Exercise instructions>
Rewrite the data below as a numbered list, one line per item, and leave out any blank lines.

Given records>
** Begin **
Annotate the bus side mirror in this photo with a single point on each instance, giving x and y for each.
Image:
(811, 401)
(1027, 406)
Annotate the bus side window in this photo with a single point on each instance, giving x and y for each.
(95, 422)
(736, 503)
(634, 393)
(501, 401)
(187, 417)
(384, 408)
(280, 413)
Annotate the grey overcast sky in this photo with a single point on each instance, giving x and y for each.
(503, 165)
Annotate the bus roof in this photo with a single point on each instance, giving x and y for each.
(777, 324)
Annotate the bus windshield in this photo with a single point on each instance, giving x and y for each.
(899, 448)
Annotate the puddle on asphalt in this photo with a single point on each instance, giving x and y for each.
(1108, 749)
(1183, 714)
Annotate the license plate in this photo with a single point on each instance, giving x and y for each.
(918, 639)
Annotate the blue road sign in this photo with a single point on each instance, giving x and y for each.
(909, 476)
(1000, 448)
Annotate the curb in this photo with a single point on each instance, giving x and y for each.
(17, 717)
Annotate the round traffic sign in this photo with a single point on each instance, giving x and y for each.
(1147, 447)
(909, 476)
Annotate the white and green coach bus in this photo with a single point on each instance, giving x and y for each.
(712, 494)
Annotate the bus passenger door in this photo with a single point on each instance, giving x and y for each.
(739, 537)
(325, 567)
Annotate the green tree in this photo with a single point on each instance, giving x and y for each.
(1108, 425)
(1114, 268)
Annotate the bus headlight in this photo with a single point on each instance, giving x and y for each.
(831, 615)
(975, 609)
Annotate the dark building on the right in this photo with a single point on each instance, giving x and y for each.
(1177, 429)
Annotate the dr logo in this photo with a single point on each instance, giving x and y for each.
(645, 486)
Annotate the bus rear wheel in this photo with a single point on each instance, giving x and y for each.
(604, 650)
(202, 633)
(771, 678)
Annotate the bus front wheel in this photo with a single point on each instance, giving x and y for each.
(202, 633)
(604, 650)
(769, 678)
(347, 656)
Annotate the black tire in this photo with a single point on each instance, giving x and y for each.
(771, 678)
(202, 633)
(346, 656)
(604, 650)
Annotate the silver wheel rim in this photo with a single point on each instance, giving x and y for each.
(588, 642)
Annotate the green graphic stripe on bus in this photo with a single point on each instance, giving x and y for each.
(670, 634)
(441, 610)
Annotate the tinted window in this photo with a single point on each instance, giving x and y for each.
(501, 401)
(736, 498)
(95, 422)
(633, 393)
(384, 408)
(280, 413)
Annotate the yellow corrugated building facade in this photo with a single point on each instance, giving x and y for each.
** End **
Result of this exercise>
1. Annotate the bus side mirror in this photo with a single point on each instance, giving x and y for each.
2. Image:
3. (811, 401)
4. (1027, 406)
5. Annotate the bus side window in this photo with a single point on each instance, giving x and y for each.
6. (95, 422)
7. (736, 503)
8. (634, 393)
9. (501, 401)
10. (187, 417)
11. (384, 408)
12. (280, 413)
13. Annotate the grey overcast sky in this photo with a single point on each instance, giving x and y for each.
14. (503, 165)
15. Annotate the bus roof in this photo with a single point on each instance, giving x and y for each.
16. (777, 324)
17. Annotate the bus windshield in this photo with a single point on each instance, giving x and y for each.
18. (899, 448)
19. Annotate the puddle on asphalt in this photo with a single point on each instance, giving x and y for each.
20. (1108, 749)
21. (1183, 714)
22. Annotate the license plate in this photo with a single point on each instance, giving x and y for each.
23. (918, 639)
24. Annotate the blue road sign in this photo with a single point on each instance, giving x and y for each.
25. (909, 476)
26. (1000, 448)
27. Annotate the curb in this photo with a single point on each instance, giving x and y for each.
28. (17, 717)
29. Annotate the round traffic sign in this photo with a single point on each instance, giving x and y for each.
30. (1147, 447)
31. (909, 476)
32. Annotate the white and green coach bus in this photo with a single point on each instance, giving x and y for each.
33. (712, 494)
34. Annotate the bus passenger door in this photo with a single point on each instance, giving x and y for each.
35. (739, 537)
36. (325, 567)
37. Annotate the green tree in this photo with a single point on each instance, giving x and y for each.
38. (1108, 425)
39. (1114, 268)
40. Annotate the bus headlight in this photo with a single point on each instance, giving x and y for each.
41. (831, 615)
42. (975, 609)
43. Annotate the dark building on the right in this photo with a single point on each instance, giving x and y for each.
44. (1177, 429)
45. Annotate the dr logo in this photo with a single point on each instance, giving x and y for each.
46. (645, 486)
47. Annotate the bus rear wheel in this photo with a single point on each instance, giving x and y for each.
48. (604, 650)
49. (202, 633)
50. (771, 678)
51. Annotate the bus front wheel in this photo with a single point on each instance, giving x and y for each.
52. (202, 633)
53. (604, 650)
54. (769, 678)
55. (347, 656)
56. Annotate the black tire in this photo with a single point on each instance, giving x and y for each.
57. (771, 678)
58. (202, 633)
59. (346, 656)
60. (604, 650)
61. Annotate the silver wheel rim in this photo with a single point on each instance, giving x and y for each.
62. (588, 642)
63. Annotate the green graphic stripe on bus in this photo with a single point on each instance, giving x and y for each.
64. (670, 634)
65. (441, 610)
66. Annotate the tinted window in this photo with a single point on each instance, giving x and y for each.
67. (501, 401)
68. (736, 498)
69. (95, 422)
70. (633, 393)
71. (384, 408)
72. (280, 413)
73. Annotate the yellow corrugated building facade in this photo with a single point on each instance, giving x and y for each.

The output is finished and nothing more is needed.